TASK — In this exercise, return the whole listing exactly, excluding any images.

··· MATERIAL FOR THE TASK

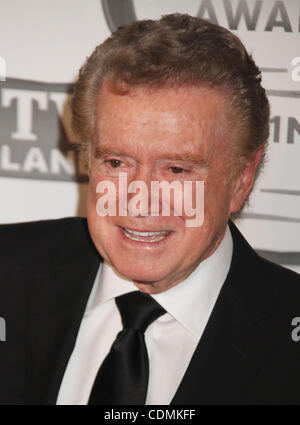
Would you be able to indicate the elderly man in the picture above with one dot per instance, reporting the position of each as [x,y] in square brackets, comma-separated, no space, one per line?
[135,306]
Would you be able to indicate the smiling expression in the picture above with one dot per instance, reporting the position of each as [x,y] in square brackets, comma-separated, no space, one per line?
[163,134]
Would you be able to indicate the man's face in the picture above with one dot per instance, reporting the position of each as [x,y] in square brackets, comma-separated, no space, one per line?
[161,135]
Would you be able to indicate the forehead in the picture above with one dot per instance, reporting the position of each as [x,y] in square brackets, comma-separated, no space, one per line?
[174,117]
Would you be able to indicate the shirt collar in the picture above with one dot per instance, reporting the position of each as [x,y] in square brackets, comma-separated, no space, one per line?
[190,302]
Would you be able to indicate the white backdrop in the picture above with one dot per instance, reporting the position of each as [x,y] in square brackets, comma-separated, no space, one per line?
[43,44]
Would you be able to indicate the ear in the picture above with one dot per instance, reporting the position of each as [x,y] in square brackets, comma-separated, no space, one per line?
[244,182]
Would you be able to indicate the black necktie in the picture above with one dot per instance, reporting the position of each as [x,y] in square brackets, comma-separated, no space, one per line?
[123,375]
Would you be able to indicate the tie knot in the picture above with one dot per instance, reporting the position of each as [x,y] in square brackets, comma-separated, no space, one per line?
[138,310]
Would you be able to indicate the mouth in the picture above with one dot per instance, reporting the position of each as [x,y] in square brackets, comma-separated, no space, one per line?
[145,236]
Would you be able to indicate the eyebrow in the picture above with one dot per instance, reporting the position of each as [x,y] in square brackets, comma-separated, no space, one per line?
[191,158]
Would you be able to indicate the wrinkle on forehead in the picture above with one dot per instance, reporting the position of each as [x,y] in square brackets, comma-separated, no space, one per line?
[158,109]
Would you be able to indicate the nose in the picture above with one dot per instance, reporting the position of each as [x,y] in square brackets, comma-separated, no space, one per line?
[139,192]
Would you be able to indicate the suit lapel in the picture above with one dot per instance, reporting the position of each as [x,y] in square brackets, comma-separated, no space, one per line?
[56,310]
[238,337]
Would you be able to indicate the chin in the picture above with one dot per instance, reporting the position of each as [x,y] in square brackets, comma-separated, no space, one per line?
[140,275]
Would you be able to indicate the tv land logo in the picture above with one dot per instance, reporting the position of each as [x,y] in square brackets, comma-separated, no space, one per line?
[35,137]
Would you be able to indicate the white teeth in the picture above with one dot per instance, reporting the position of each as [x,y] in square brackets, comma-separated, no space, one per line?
[134,232]
[145,236]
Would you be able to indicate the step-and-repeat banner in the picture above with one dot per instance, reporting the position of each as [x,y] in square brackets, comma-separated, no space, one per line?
[43,44]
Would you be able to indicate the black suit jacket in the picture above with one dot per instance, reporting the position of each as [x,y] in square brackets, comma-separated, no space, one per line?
[245,356]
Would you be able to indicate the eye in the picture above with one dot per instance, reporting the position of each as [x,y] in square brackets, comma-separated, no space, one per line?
[114,163]
[177,170]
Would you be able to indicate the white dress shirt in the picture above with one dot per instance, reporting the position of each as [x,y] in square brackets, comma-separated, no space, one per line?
[171,339]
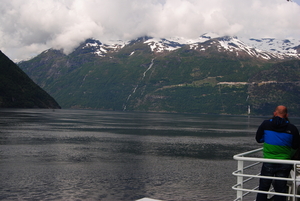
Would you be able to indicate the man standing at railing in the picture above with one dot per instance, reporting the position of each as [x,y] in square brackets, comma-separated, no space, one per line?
[280,139]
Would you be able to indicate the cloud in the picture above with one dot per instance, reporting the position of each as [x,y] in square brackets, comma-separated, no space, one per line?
[29,27]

······

EXERCISE RESPONSE —
Would you be able to indicate the elderly man in the picture above with one dot per instance, reporting the position of each as [x,y] in square brackets, comma-separated, no space, one per line?
[135,306]
Would you be able to indicate the smiling expression in the picture above with one dot per instance, reporting the position of each as [x,y] in square brackets, comma-separated, no space, one per line?
[163,134]
Would you be able to indicate the man's face in the picture above with one dot per instance, reporting the position of each as [x,y] in square brackets, comma-separated, no space, one per line?
[161,135]
Would you be able to indicate the forehead in the picture above with one dot per instance, reporting the position of each as [x,y] in square brackets, comma-separated, no space, one per line?
[174,117]
Would you be able to indicate the shirt collar in the picture above with one dot per instance, reporting the position of each as [x,y] in square brackets, comma-separated, no space, one per line?
[190,302]
Would you be able to indicate the white backdrop in the picture above with one dot per instance, reporting the position of each as [x,y] in square brackets, comma-separated, no space, one per line?
[43,44]
Would you be able to indicate the ear in the picture above with one dot per instance, reporting the position of each as [x,y] in square brackets, comma-separated, no space, one per line?
[244,182]
Would you be able to indicate the black necktie in the picture above with one dot per instance, reporting the position of each as [x,y] in square brackets, comma-separated, no space, one per line?
[123,375]
Would you be able to indicate the tie knot in the picture above with one dot per instance, reporting the position of each as [x,y] in square brackets, comma-separated, no space, one per line?
[138,310]
Would you be able to indicate the mouth in the picture above with one dot per instance, reporting the position of each as [x,y] in square brackets, comma-separated, no space, one per line?
[145,236]
Would you be able to indicate the eyebrow in the picture above with one dot per instance, reporting the position of each as [x,y] in square brackets, comma-separated, no space, one per line?
[191,158]
Would you be able to indicate the wrinkle on forehead in the picture above with one dot per instance, reporting the position of each as [x,y] in square brackets, comma-separated, no space, one per line?
[158,109]
Would you be able to indicate the nose in the picture above with one dot per instance, reporting the position of each as [x,y] in square brackets, comma-separated, no space, one per line?
[139,192]
Would you be able to indicate the suit lapel in the picture above with one dot per instance, reporting the position of each as [x,y] in square brackets, comma-separated, no space, one per line?
[56,310]
[238,337]
Would you be able to indicate the chin in the picture above with one dot per instance, reporting the position of each as [x,y] in square brackets, comma-separated, no space, one per line?
[140,275]
Would you be able to indicate the tv land logo in the picture above with one dot per instance, reporting the position of each as [x,y] in square brackets, comma-separated, no space, one per line?
[35,137]
Would you be able to indicate the white teeth in the picture above with one dot per instance, reporting the position of each as [x,y] in square brackets, comma-separated, no space, one per line?
[134,232]
[145,236]
Would you be able to indicate the step-and-repeat banner in the picture above with one dot per instance, reporting the position of each as [x,y] in square brackets, comma-separated, no space, one per line?
[43,44]
Would you be able to indicate the black suit jacket in the picture above with one dot per instance, reporting the position of each as [x,y] in square brackets, comma-separated, no space, one per line?
[245,356]
Would you be able to indicate the eye in the picture above with one dot per instance, reporting the position of each as [x,y] in square brackets, comma-separated, no space, one per line?
[114,163]
[177,170]
Would you be able to indicate the white dress shirt in the picture above with one dot per instance, reporting the position of each as [x,y] in square brackets, comma-separated, no space, one per line?
[171,339]
Would you be able to indicate the man standing at railing in the picture above with one dot per instance, reporting the position of each as [x,y] in square brackets, comma-separated, no space, one per line?
[280,139]
Would you be able to indicate the cloud in the picture above with one dot per instance, reporting the position of each as [x,y] in square brackets, comma-separated, no space, one per line?
[29,27]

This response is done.